My Friends on the Web

Here are links to some friends with web pages, organized in alphabetical order by last name.

Aaron Berkowitz
Aaron was the most talented of my early piano students; I still remember well his recital of Schumann, Brahms, and Liszt. Although on the brink of becoming a doctor, he is currently pursuing an impressively diverse curriculum at Harvard's music department, including ethnomusicology, sitar playing, and composition. Refer to his website for more details.

Jolie Bookspan
Jolie is a brilliant and revolutionary researcher of human physiology and is an expert in back and neck pain. She teaches an amazing Warrior Yoga class in Philadelphia, which is where I met her. Since then my back problems have gone away. For anyone else who has suffered with such problems, I would highly recommend her books and classes. Jolie is also a blackbelt in martial arts, a kickboxing champion, and a highly courageous woman who has used her own methods to recover from several nearly debilitating injuries.

Ya-Ting Chang
Ya-Ting was a fellow student of the Ann Schein studio at Peabody. She now plays with her husband Peter Sirotin in the very successful Mendelssohn Piano Trio, for information on which please refer to this link.

Noam Elkies
Noam is a math professor at Harvard, and also an extraordinarily talented musician and chessplayer. Since our greatest interests intersected so broadly, I was fortunate to get to know Noam well as an undergraduate. Check out his witty and diabolical chess problems and his equally clever and effective musical compositions!

Tom Kang
Tom was one of my roommates from Harvard. He is a true computer whiz (I wouldn't use the term lightly); he always used to help me out of my technical problems. He knows the industry very well, and has worked for Microsoft. He is also a violinist, and generally a great music enthusiast, owning a large collection of recordings and keeping up with current performers. Nowadays he is in graduate school at Carnegie Mellon.

Problems and tasks:
(a) Condense the paragraph beginning "Jolie is a brilliant and revolutionary researcher" on the friends page into a short bulleted list that keeps its main facts.
(b) Extend the friends page with the next part, starting after the paragraph about Tom Kang.

Given records:
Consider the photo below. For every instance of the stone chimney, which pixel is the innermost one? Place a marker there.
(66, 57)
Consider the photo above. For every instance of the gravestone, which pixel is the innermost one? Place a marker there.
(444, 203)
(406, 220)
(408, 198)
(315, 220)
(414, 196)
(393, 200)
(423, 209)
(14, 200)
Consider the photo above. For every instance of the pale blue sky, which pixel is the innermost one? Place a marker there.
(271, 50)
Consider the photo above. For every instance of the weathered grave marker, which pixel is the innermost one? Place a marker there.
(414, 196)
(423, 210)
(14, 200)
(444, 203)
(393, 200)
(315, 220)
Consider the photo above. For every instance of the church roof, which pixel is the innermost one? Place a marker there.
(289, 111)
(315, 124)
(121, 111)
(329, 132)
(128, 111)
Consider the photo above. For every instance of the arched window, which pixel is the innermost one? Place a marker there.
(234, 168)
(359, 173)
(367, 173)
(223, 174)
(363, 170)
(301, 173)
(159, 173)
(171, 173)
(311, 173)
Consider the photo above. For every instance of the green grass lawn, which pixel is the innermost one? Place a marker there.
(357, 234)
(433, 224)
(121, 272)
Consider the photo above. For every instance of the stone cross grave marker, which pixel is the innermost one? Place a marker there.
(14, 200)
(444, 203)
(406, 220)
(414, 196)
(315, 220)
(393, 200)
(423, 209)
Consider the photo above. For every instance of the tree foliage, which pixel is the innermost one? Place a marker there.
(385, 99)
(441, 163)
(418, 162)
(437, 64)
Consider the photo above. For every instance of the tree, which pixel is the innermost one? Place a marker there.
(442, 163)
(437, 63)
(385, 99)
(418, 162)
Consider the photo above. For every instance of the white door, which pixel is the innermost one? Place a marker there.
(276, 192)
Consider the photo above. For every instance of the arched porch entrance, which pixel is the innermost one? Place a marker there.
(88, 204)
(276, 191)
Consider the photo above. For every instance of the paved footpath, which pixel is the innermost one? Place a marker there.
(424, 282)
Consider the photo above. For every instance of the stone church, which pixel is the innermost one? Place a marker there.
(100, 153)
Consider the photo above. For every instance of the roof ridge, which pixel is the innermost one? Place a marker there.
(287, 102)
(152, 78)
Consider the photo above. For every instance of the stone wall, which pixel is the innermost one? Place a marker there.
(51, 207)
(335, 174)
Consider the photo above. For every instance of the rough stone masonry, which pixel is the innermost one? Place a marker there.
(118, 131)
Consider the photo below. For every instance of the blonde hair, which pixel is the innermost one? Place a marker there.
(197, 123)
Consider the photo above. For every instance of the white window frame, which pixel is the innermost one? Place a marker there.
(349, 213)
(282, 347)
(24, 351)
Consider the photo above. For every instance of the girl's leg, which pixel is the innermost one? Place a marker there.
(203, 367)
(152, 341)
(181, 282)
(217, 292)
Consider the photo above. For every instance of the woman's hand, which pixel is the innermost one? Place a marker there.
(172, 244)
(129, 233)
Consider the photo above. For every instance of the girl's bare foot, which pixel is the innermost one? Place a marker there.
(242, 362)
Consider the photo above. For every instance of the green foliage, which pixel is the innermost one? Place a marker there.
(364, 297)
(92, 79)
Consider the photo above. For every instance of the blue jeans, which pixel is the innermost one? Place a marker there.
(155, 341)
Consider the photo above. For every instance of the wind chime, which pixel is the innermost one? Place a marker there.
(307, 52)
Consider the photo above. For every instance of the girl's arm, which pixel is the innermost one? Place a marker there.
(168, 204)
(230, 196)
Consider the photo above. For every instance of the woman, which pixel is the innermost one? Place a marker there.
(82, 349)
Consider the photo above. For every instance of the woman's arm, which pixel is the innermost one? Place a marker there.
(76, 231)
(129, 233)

Task responses:
(a)
- Researcher of human physiology and an expert in back and neck pain
- Teaches a Warrior Yoga class in Philadelphia, where the writer met her; the writer's back problems have since gone away
- The writer highly recommends her books and classes to anyone else with such problems
- Blackbelt in martial arts and a kickboxing champion
- Used her own methods to recover from several nearly debilitating injuries

(b)
Jeremy Martin
I met Jeremy first at an interview at Princeton University, but we both wound up at Harvard and were roommates our last three years. Above all we shared a great enthusiasm for the game of chess; certainly his keen competition helped more than anything to improve my own game so much while at Harvard. Jeremy is also very clever in math; being more enthusiastic and able than I am, he earned a Ph.D. in combinatorics at UCSD. He was also the first of the Harvard roommates to be married, in September of 1999, to Jennifer Wagner. They live now in Minnesota.

Matthew Monticchio
Matt is a fine composer, pianist, and theorist of music, currently located in Lancaster, PA and teaching at Peabody. I played his "Sonata One" for piano in Philadelphia and at Orleans, France. Please see his website for more details on his musical activities.

Tilman Skowroneck
Tilman was a very close friend from my Cornell days. A wonderful harpsichordist, fortepianist, Beethoven scholar and instrument mechanic (his father is renowned harpsichord builder Martin Skowroneck), Tilman is one of the most thoughtful people you will meet on many musical topics, especially performance practice relating to early keyboards. I was fortunate to have many in-depth conversations with him, and you will find much great information on the blog at his website.

David Thomas
Dave was a composer friend from a 20th century analysis class at Peabody. I re-encountered him in Philadelphia, and have played a number of his solo piano pieces, such as his Etudes and Second Piano Sonata. He's an excellent composer, jazz pianist, and a fun guy to chat with about music; you can find his recordings and dossier on his website.

Ron Thomas
Ron is a pianist, jazz pianist, composer, and knowledgable all-around musician in the Philadelphia area. He is the composition teacher of Dave Thomas (see Dave's entry) and Matt Monticchio - a fine group of interesting composers and musicians. You can find many provocative musings about music at Ron's site.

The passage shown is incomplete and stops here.